● EXERCISE PROMPT: Copy out the listing that follows, exactly, without its pictures.
※ ※ ※
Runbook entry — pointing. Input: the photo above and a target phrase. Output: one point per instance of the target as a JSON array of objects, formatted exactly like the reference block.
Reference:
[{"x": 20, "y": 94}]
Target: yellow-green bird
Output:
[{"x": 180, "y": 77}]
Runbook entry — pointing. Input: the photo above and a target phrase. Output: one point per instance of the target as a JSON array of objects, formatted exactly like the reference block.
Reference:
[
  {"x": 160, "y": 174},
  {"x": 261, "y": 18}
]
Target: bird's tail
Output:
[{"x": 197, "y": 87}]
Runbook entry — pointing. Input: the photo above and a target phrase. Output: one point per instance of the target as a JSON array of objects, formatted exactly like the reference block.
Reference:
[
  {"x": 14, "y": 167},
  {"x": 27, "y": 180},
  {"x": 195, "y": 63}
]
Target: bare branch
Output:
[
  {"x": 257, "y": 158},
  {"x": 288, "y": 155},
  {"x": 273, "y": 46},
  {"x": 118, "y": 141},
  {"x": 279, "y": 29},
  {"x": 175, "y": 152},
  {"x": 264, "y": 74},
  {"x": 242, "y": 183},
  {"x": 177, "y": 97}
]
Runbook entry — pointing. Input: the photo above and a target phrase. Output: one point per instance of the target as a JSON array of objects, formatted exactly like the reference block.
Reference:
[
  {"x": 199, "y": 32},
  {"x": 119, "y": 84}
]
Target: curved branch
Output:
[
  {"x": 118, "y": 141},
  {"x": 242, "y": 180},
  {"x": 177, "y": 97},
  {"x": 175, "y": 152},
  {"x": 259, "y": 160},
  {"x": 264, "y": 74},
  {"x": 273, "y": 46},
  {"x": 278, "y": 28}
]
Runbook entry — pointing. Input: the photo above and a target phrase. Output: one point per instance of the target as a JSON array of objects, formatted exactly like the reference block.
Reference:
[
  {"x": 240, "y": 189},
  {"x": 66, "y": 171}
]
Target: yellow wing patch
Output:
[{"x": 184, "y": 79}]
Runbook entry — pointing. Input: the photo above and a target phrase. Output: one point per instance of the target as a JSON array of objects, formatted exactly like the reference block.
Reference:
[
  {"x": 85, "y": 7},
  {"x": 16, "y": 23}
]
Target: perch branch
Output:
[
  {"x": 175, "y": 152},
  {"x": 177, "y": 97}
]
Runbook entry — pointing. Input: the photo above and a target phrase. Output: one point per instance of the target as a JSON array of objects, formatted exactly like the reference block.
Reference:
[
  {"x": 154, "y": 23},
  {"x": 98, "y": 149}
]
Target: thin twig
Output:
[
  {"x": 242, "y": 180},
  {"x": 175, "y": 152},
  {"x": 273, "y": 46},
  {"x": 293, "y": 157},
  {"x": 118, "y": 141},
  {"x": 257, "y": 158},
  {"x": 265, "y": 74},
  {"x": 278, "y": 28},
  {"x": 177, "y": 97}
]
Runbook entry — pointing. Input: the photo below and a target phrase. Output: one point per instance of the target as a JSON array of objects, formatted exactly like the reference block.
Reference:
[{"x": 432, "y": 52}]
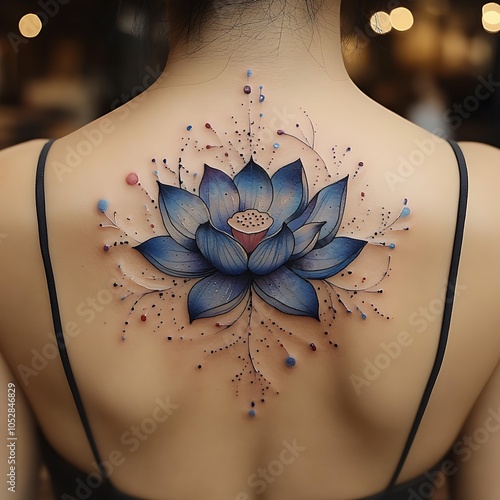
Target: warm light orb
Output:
[
  {"x": 402, "y": 19},
  {"x": 380, "y": 23},
  {"x": 491, "y": 7},
  {"x": 30, "y": 25}
]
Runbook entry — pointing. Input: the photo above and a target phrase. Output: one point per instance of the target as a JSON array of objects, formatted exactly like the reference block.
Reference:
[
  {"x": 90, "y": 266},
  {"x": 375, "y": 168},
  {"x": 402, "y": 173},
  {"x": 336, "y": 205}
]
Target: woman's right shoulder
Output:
[
  {"x": 17, "y": 184},
  {"x": 16, "y": 160}
]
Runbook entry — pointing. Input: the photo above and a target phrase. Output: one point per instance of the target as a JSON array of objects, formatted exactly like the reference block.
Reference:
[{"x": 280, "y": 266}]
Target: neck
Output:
[{"x": 283, "y": 41}]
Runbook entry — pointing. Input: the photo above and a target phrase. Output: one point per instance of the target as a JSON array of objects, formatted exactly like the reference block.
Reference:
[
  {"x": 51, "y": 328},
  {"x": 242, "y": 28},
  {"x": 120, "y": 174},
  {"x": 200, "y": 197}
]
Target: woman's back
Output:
[{"x": 208, "y": 372}]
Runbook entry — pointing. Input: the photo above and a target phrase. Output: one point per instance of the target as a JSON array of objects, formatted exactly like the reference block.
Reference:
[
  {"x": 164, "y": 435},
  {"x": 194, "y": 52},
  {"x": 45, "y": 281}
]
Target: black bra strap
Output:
[
  {"x": 450, "y": 296},
  {"x": 54, "y": 305}
]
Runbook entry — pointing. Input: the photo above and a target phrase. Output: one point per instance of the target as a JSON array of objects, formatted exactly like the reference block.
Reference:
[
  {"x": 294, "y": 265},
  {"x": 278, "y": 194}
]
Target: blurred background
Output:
[{"x": 65, "y": 62}]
※ ※ ※
● EXPECTED OUTPUT:
Runbook entry — pointing. Input: the photo above and a target phrase. Output: one point per instance of the target as a JSON array of objects, formatted exactly like the reference block.
Reference:
[{"x": 20, "y": 94}]
Target: yellow-green bird
Output:
[{"x": 180, "y": 77}]
Runbook entry — pointing. Input: the photo above and a target phrase. Output: one point per instance of the target as a JSON array of objects, formatted exactly like the reference block.
Reference:
[
  {"x": 160, "y": 174},
  {"x": 261, "y": 18}
]
Target: bird's tail
Output:
[{"x": 197, "y": 87}]
Runbook entry — pointing. Input: the photo above and a target phrase. Output: one point per instance of the target as a JSON array of objects, formatted exactly like the reference block.
Reference:
[
  {"x": 14, "y": 167},
  {"x": 27, "y": 180},
  {"x": 195, "y": 63}
]
Target: bare branch
Output:
[
  {"x": 257, "y": 158},
  {"x": 288, "y": 155},
  {"x": 273, "y": 46},
  {"x": 118, "y": 141},
  {"x": 279, "y": 29},
  {"x": 175, "y": 152},
  {"x": 264, "y": 74},
  {"x": 242, "y": 183},
  {"x": 177, "y": 97}
]
Runbook entry — pointing. Input: the photo above and a target phrase. Output: one point per instance of the target as a JSON array of objects, formatted exactly like the reference block.
Reference:
[
  {"x": 199, "y": 32},
  {"x": 119, "y": 84}
]
Target: curved branch
Output:
[
  {"x": 118, "y": 141},
  {"x": 242, "y": 180},
  {"x": 177, "y": 97},
  {"x": 175, "y": 152},
  {"x": 259, "y": 160},
  {"x": 264, "y": 74},
  {"x": 273, "y": 46},
  {"x": 278, "y": 28}
]
Runbook entry — pointing. Input: the photo above and a target phrase. Output: one point per instance of the target as a JSON array of objects, formatted exactly like the reference block.
Reference:
[
  {"x": 240, "y": 189},
  {"x": 66, "y": 171}
]
Target: yellow wing patch
Output:
[{"x": 184, "y": 79}]
Runbook entry — pointing. Input: the photo above and a target phrase. Output: one point per instance of the target as a JSON array of objects, formatted exactly like the reference block.
Reference:
[
  {"x": 85, "y": 7},
  {"x": 16, "y": 23}
]
Target: perch branch
Output:
[
  {"x": 175, "y": 152},
  {"x": 177, "y": 97}
]
Runbook entry — pointing. Input: the photo above and a target phrase. Output: one point per instance of the target as a JSON array of objects, formatted exactly like the reference block.
Reference:
[
  {"x": 154, "y": 23},
  {"x": 98, "y": 149}
]
Target: thin twig
Output:
[
  {"x": 242, "y": 180},
  {"x": 175, "y": 152},
  {"x": 273, "y": 46},
  {"x": 293, "y": 157},
  {"x": 118, "y": 141},
  {"x": 257, "y": 158},
  {"x": 265, "y": 74},
  {"x": 278, "y": 28},
  {"x": 177, "y": 97}
]
Runbook entry — pointing. Input: the photo below and a target phrase. Output: one point per instance of the target as a JSON array of objects, formatted exactly like the reference block.
Reference:
[{"x": 432, "y": 52}]
Target: warm light orb
Output:
[
  {"x": 402, "y": 19},
  {"x": 380, "y": 23},
  {"x": 491, "y": 7},
  {"x": 30, "y": 25}
]
Runbook entry — pointing. Input: the photo above and a target phrase. Output: one point per instance of the target as a JSON array of objects, formatted exactly like the reference block.
Reference:
[
  {"x": 90, "y": 266},
  {"x": 375, "y": 168},
  {"x": 402, "y": 173},
  {"x": 336, "y": 205}
]
Target: woman's right shoulder
Output:
[
  {"x": 17, "y": 184},
  {"x": 16, "y": 160}
]
Runbook entry — pointing. Input: the photo above and a target phrase. Output: one point per instance of the target as a JSON array of objects, formatted exactly like the reference block.
Reference:
[{"x": 280, "y": 266}]
Target: neck
Output:
[{"x": 283, "y": 41}]
Runbook entry — pointing. Input: the photo above and a target phrase. Output: one point per instance of the target as a JSON array of objects, formatted exactly like the reference block.
Reference:
[
  {"x": 51, "y": 328},
  {"x": 242, "y": 28},
  {"x": 120, "y": 174},
  {"x": 200, "y": 197}
]
Target: woman's back
Output:
[{"x": 208, "y": 372}]
Runbook entry — pointing. Input: the photo above and a target phrase. Output: one point per instance of the target as a JSON array of objects, formatted exactly like the reference block.
Reference:
[
  {"x": 164, "y": 435},
  {"x": 194, "y": 52},
  {"x": 45, "y": 281}
]
Target: black bra strap
Output:
[
  {"x": 450, "y": 296},
  {"x": 54, "y": 305}
]
Runbook entry — pointing. Input: the photo above and a target phrase. Output: one point per instance of the target as a JSON array of objects, formatted exactly like the reference block.
Reference:
[
  {"x": 294, "y": 265},
  {"x": 278, "y": 194}
]
Target: blurred background
Output:
[{"x": 65, "y": 62}]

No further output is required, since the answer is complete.